Work request | Output all entries precisely.

(Provided data Opens)

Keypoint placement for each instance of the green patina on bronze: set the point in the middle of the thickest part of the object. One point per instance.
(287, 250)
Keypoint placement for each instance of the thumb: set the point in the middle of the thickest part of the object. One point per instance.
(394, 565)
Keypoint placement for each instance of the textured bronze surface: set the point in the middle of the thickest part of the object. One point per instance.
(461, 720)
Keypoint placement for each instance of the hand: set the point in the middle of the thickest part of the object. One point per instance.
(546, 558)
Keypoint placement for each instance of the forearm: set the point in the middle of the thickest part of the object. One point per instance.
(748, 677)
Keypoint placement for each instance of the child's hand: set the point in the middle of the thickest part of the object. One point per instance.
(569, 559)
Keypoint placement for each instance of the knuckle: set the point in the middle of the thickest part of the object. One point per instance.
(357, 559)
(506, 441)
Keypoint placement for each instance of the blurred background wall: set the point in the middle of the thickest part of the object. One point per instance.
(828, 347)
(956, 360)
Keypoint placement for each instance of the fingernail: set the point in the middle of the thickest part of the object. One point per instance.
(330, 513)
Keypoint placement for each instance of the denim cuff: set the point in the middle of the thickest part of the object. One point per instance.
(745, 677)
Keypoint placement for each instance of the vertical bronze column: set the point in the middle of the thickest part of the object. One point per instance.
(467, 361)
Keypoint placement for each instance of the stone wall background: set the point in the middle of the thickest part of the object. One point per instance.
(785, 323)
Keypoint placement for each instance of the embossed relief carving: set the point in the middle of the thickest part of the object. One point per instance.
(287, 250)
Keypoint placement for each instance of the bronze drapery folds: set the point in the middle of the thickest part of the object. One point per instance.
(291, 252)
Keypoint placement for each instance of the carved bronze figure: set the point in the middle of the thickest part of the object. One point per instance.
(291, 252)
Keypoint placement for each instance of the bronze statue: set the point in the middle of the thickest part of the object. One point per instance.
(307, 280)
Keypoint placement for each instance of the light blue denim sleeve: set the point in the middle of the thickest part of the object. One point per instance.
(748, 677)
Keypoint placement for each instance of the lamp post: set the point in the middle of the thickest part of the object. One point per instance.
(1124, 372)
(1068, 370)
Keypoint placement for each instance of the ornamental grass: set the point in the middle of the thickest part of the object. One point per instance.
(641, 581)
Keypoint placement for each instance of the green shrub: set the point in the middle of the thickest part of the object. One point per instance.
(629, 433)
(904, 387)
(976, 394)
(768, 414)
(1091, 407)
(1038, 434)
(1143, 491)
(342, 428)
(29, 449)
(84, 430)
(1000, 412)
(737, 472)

(Provided data Closes)

Task result |
Keypoint placement for each instance of the green patina on bronze: set the point in the middle of the thickest part of the object. One point per instance.
(287, 250)
Keypoint placement for each instance of the thumb: set the point in the middle of the thickest part of the object. One point per instance.
(394, 565)
Keypoint placement for each instance of the textured bronze surface: set the point in the middle of the thickest part of the object. One point per instance.
(461, 720)
Keypoint placement for each instance of the hand: set the point in the middle of the thickest part of the object. One point per instance.
(546, 558)
Keypoint placement for each instance of the forearm: set the point in the middle of the thickest part of the object. One point per instance.
(748, 677)
Keypoint placement for each instance of the child's hand: set the point in the middle of the thickest part of the object. One point per instance.
(569, 559)
Keypoint placement for each instance of the knuckle: set the point in the middle of the thickest part of the object. One point per instance.
(357, 559)
(506, 441)
Keypoint placement for each instance of the blurred background wall: set the point in the middle of the thickest part of the object. One point per instance.
(828, 347)
(956, 360)
Keypoint placement for each instance of the fingernail: set the point in the middle of the thickest part of the object. One point per instance.
(330, 513)
Keypoint placement for each instance of the denim cuff: set the point in the middle of the thickest part of the object. One point per instance.
(745, 677)
Keypoint placement for each instance of the vertical bronze column: set the point in the middle of the thickest part of the object. One point per instance.
(467, 361)
Keypoint placement for each instance of the stone wall background: set the point in the middle of the thickest part of the object. One point per instance.
(785, 323)
Keypoint placement for each instance of the embossed relief carving: set the point in the middle of the thickest part of the object. One point per instance.
(287, 250)
Keypoint placement for each instance of the bronze drapery folds: set the point in the middle of the thickest part of the object. One point per instance.
(291, 252)
Keypoint placement for each instance of the carved bronze figure: set the point in the middle of the thickest part of the object. One point per instance.
(291, 252)
Keypoint placement for each instance of the bronze statue: set the point in the middle of the thickest part of the object. One point per instance.
(307, 280)
Keypoint placement for each instance of the light blue denim sleeve: set the point in the middle of the thickest part of the object. One point per instance.
(748, 677)
Keypoint placement for each instance of the lamp post: set the point in the middle of the thickest part of the object. One point per instance.
(1124, 372)
(1068, 370)
Keypoint placement for each instance of the ornamental grass: set the point in the middle of the thickest part of the object. One point per instance.
(641, 581)
Keypoint placement for each instance of the green shrub: set the point in the middle of the thickest part of the object. One point per instance.
(629, 433)
(904, 387)
(976, 394)
(768, 414)
(1091, 407)
(1038, 434)
(1143, 491)
(342, 428)
(29, 449)
(84, 430)
(1000, 412)
(737, 472)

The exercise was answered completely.